--- Aim of the exercise ---
How many lines in the records below contain the word "every"? Reply with the number alone.
# START OF Data for this exercise
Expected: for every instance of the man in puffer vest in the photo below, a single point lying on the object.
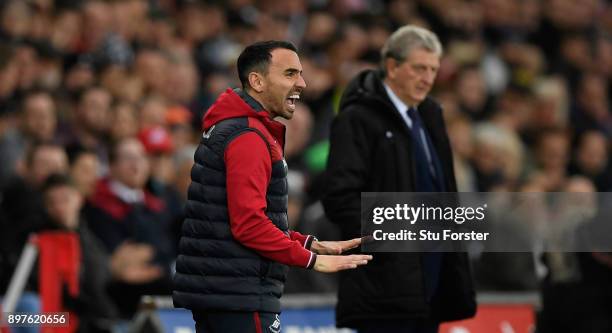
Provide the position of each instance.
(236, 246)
# END OF Data for this exercise
# START OF Data for this exercise
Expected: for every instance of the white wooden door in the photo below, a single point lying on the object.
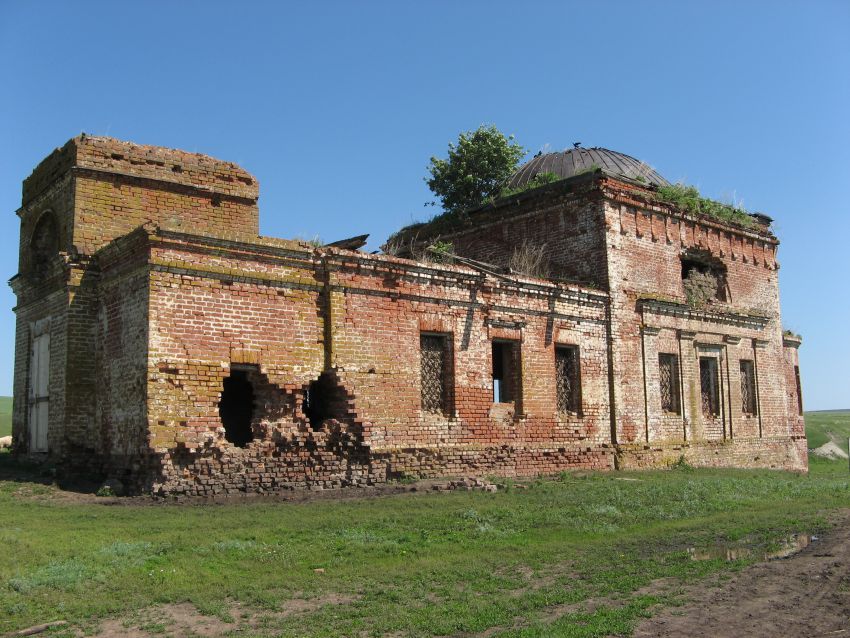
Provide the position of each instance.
# END OF Data for this exercise
--- Final result ---
2